## Web Scraping Task – CodeVeda Internship

For my first task during the CodeVeda internship, I was assigned to scrape data from the web using **BeautifulSoup**. I chose to scrape table data about the **world's highest revenue companies**.

### Challenges Encountered

While working on this task, I ran into a few challenges:

1. **Malformed Table Rows**  
   After successfully scraping the table headers, I noticed that the `<tbody>` section of the table was not structured correctly. It contained only `<td>` elements without any enclosing `<tr>` rows. This made it technically invalid and difficult to work with.  
   To solve this, I grouped the `<td>` elements based on the number of headers so that each group formed a complete row.

2. **Advertisements Embedded in Table**  
   The table included breakpoints with advertisement text that were not part of the actual data. These ad blocks were placed inside the table structure, using `<td>` tags, which made them appear as if they were part of the data.  
   I resolved this by filtering out elements that did not fall between valid opening and closing `<td>` tags.

3. **Pagination Handling**  
   The table data was paginated, with a "Next" button linking to subsequent pages. I handled this by identifying the pagination link and programmatically fetching and parsing all pages to gather the full dataset.


In [None]:
from bs4 import BeautifulSoup
import requests
import pandas as pd

: 

In [None]:
url = "https://companiesmarketcap.com/largest-companies-by-revenue/"
page = requests.get(url)

soup = BeautifulSoup(page.text, 'html')

In [None]:
table = soup.find('table', class_='default-table')
# print(table.prettify())

In [None]:
raw_table_titles = table.find_all("th")
table_titles = [title.text for title in table_titles]
table_titles

In [None]:
tbody = soup.find('tbody')
tds = tbody.find_all('td', recursive=False)
clean_tds = [td for td in tds if td.name == "td" and td.contents]

In [None]:
columns_per_row = len(table_titles)

In [None]:
# Group tds into rows
rows = [
    clean_tds[i:i + columns_per_row]
    for i in range(0, len(clean_tds), columns_per_row)

==========

→ ACTIONS TO TAKE
1. Could you extract the passage of the web scraping write-up between "2. **Advertisements Embedded" and "of the data.", inclusive, copying it word for word?
2. Can you continue the web scraping write-up above, picking up right after its last line?

==========

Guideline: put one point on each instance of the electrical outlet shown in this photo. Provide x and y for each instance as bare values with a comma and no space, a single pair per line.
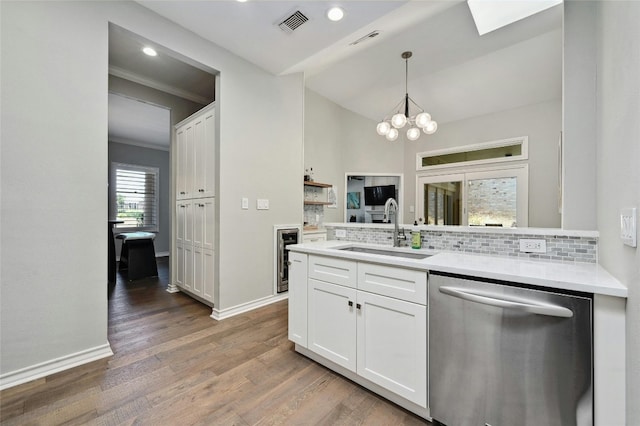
628,230
533,245
262,204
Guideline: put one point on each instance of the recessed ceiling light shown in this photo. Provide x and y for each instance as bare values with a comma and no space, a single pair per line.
335,14
150,51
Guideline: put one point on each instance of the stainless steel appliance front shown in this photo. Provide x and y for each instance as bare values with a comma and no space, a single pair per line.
285,237
503,355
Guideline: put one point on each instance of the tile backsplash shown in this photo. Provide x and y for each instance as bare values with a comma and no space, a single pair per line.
564,248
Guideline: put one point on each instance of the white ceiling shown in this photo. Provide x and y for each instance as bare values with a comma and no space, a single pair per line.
454,73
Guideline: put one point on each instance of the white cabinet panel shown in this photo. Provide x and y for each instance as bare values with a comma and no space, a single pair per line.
332,323
298,298
313,237
333,270
179,262
205,155
381,338
196,151
392,345
204,223
405,284
208,273
184,175
188,267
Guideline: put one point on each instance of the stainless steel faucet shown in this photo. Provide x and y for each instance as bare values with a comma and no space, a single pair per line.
391,202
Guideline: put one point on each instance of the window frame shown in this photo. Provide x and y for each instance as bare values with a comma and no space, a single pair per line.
463,174
523,141
113,190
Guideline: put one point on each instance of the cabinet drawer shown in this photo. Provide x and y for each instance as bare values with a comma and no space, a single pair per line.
332,270
312,238
404,284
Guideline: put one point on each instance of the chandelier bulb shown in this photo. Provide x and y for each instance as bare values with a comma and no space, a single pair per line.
398,120
383,128
413,133
423,119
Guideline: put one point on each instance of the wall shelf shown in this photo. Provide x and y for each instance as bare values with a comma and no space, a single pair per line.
317,184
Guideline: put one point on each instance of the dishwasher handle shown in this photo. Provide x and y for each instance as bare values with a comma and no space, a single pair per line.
521,304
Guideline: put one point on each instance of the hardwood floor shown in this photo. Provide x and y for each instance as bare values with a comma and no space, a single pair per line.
173,365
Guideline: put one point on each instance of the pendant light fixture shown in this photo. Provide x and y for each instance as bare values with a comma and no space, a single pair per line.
421,122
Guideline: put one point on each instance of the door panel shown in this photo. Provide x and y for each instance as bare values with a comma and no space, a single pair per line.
332,322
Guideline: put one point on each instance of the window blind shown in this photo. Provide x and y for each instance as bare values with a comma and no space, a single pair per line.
136,196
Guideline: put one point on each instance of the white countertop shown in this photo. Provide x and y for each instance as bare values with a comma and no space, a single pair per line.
584,277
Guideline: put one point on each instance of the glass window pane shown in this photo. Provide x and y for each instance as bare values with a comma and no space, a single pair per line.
481,154
492,202
442,203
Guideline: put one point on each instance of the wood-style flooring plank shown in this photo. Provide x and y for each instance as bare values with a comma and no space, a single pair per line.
174,365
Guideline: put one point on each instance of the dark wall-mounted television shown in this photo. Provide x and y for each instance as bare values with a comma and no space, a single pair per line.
378,195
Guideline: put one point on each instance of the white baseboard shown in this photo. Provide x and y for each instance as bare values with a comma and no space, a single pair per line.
56,365
218,314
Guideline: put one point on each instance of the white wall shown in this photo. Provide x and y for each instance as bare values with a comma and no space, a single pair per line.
540,122
337,141
579,109
618,164
54,183
54,171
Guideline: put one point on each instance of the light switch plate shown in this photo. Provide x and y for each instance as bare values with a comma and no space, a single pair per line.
530,245
262,204
628,228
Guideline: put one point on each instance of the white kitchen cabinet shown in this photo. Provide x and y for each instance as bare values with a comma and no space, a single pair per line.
400,283
184,169
195,231
332,322
184,222
314,236
298,298
204,147
196,152
203,269
194,237
184,266
204,223
333,270
392,345
380,338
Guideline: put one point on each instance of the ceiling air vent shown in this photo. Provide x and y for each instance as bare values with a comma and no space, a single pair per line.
369,36
289,24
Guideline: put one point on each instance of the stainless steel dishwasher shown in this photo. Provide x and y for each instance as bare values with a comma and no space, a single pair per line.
502,354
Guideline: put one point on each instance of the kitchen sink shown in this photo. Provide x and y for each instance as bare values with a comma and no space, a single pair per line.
386,252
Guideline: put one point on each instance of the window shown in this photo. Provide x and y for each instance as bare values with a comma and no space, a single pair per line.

==========

→ RESPONSE LIST
1.
2. **Advertisements Embedded in Table**  
   The table included breakpoints with advertisement text that were not part of the actual data. These ad blocks were placed inside the table structure, using `<td>` tags, which made them appear as if they were part of the data.

2.
]

# rows

In [None]:
# Convert rows to plain text
data = []
for row in rows:
    data.append([cell.get_text(strip=True) for cell in row])

In [None]:
df = pd.DataFrame(data, columns=table_titles)
df

### Handle paginated data

In [None]:
base_url = "https://companiesmarketcap.com"
start_url = "/largest-companies-by-revenue/"

all_data = []
next_page = start_url

# count = 1

while next_page:
    print(f"Fetching: {next_page}")
    response = requests.get(base_url + next_page)
    soup = BeautifulSoup(response.text, "html.parser")

    # Extract your <td> data here
    tds = tbody.find_all('td', recursive=False)
    clean_tds = [td for td in tds if td.name == "td" and td.contents]
    all_data.extend([td.get_text(strip=True) for td in clean_tds])

    # Find the "Next" button
    next_link = soup.find("a", class_="page-link", string=lambda text: text and "Next" in text)

    if next_link and next_link.get("href"):
        next_page = next_link["href"]
    else:
        next_page = None  # no more pages
    # count = count + 1 

# At the end, `all_data` contains all scraped text data from all <td>s
print(f"Scraped {len(all_data)} td items.")

In [None]:
rows = [
    all_data[i:i + columns_per_row]
    for i in range(0, len(all_data), columns_per_row)
]


In [None]:
df = pd.DataFrame(data=rows, columns=table_titles)
df.sample(100)

In [None]:
# Save to CSV
df.to_csv('companies.csv', index=False)